* Start DATASET RECORDS *

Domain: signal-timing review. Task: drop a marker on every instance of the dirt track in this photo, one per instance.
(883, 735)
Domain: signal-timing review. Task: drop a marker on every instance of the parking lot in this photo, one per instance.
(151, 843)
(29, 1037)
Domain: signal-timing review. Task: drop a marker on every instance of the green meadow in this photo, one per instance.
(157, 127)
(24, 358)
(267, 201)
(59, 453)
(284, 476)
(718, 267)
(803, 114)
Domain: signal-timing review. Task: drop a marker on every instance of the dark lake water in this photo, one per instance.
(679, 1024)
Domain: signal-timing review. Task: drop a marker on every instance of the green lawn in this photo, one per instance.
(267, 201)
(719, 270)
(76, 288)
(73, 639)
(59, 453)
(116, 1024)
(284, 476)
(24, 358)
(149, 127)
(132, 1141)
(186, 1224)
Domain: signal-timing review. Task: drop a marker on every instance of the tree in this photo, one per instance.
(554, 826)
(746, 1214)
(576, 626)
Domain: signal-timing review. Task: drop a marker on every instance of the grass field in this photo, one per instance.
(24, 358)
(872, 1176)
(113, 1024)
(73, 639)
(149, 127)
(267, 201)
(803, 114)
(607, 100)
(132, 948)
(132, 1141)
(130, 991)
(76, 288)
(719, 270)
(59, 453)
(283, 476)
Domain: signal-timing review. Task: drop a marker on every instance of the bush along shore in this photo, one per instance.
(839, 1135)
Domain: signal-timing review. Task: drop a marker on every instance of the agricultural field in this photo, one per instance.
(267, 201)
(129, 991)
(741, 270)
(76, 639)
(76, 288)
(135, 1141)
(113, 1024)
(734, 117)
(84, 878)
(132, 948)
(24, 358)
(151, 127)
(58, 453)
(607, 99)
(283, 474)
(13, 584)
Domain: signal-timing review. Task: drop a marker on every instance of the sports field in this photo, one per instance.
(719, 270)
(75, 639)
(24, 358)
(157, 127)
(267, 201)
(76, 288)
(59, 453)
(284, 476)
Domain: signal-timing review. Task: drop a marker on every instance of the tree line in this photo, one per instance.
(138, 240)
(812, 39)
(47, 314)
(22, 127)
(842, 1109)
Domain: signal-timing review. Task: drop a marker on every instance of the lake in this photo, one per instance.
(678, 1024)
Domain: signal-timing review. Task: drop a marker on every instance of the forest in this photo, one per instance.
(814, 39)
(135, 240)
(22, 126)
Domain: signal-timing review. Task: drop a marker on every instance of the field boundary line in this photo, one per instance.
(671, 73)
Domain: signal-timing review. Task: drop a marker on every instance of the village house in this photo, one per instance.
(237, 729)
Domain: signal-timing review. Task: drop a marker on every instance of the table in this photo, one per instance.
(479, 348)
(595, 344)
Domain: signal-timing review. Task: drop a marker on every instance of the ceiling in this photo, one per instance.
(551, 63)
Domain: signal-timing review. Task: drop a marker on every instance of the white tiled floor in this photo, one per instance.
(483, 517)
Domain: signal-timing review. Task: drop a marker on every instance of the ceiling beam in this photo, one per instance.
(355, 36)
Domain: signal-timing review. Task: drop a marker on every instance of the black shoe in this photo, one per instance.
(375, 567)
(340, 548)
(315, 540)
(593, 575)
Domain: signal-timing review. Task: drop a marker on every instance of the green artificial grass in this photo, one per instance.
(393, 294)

* End DATASET RECORDS *

*DIRECTIONS*: Substitute "place a pin" for every occurrence of "drop a marker" throughout the material above, and reproduce all lines otherwise unchanged.

*ANSWER IN FULL*:
Domain: signal-timing review. Task: place a pin on every instance of the dirt track in this photo, one per instance.
(883, 735)
Domain: signal-timing review. Task: place a pin on every instance of the parking lot in this photo, one per instance.
(151, 843)
(29, 1037)
Domain: signal-timing review. Task: place a pin on every instance of the green meadow in this photo, one per instance.
(157, 127)
(24, 358)
(267, 201)
(59, 453)
(284, 476)
(718, 267)
(803, 114)
Domain: signal-timing review. Task: place a pin on every instance of the dark lake water in this photo, one per instance.
(679, 1024)
Domain: signal-timing review. Task: place a pin on every instance of the green lawn in this photo, one per instance.
(267, 201)
(719, 270)
(76, 288)
(73, 639)
(59, 453)
(116, 1024)
(284, 476)
(24, 358)
(149, 127)
(132, 1141)
(186, 1224)
Domain: signal-timing review. Task: place a pin on every instance of the tree in this photo, one per instance.
(554, 826)
(746, 1214)
(576, 626)
Domain: signal-timing review. Task: place a pin on every instance of the grass field in this photo, one per instance.
(24, 358)
(872, 1176)
(113, 1024)
(73, 639)
(149, 127)
(267, 201)
(803, 114)
(607, 100)
(132, 948)
(132, 1141)
(130, 991)
(76, 288)
(719, 270)
(59, 453)
(283, 476)
Domain: signal-timing review. Task: place a pin on every instance of the bush along shore in this photo, one per instance.
(839, 1135)
Domain: signal-timing review. Task: place a pin on every instance of the agricultural field in this photo, one per instance.
(267, 201)
(129, 991)
(741, 270)
(76, 639)
(76, 288)
(135, 1141)
(113, 1024)
(734, 117)
(84, 878)
(132, 948)
(24, 358)
(151, 127)
(58, 453)
(607, 99)
(283, 474)
(13, 584)
Domain: signal-timing review. Task: place a pin on every instance of the sports field in this photo, one per instance.
(719, 270)
(75, 639)
(24, 358)
(157, 127)
(267, 201)
(76, 288)
(59, 453)
(284, 476)
Domain: signal-timing review. Task: place a pin on every instance of the tree line in this photo, one per instance.
(138, 240)
(812, 39)
(47, 314)
(22, 127)
(842, 1109)
Domain: signal-timing review. Task: place a pin on every instance of the lake in this photo, one per instance.
(678, 1024)
Domain: signal-timing review. Task: place a pin on every instance of the forest in this photo, one per instance.
(814, 39)
(135, 240)
(22, 126)
Domain: signal-timing review. Task: place a pin on every instance of the field boundary line in this photo, one per instance.
(671, 73)
Domain: signal-timing review. Task: place a pin on every instance of the village house in this photo, one per instance.
(237, 729)
Domain: signal-timing review. Task: place a pin on every instance of the table in this photo, one per instance.
(479, 348)
(595, 344)
Domain: signal-timing review. Task: place a pin on every instance of the ceiling in this photo, one per instance.
(551, 63)
Domain: signal-timing review. Task: place a pin on every instance of the white tiled floor in this photo, one per instance.
(483, 517)
Domain: signal-timing review. Task: place a pin on every instance of the ceiling beam in this photo, one per instance.
(355, 36)
Domain: signal-timing review. Task: place a pin on every instance of the black shoe in this photo, one per instance.
(375, 567)
(340, 548)
(315, 540)
(593, 575)
Domain: signal-timing review. Task: place a pin on every instance of the green artificial grass in this photo, one per instance.
(393, 294)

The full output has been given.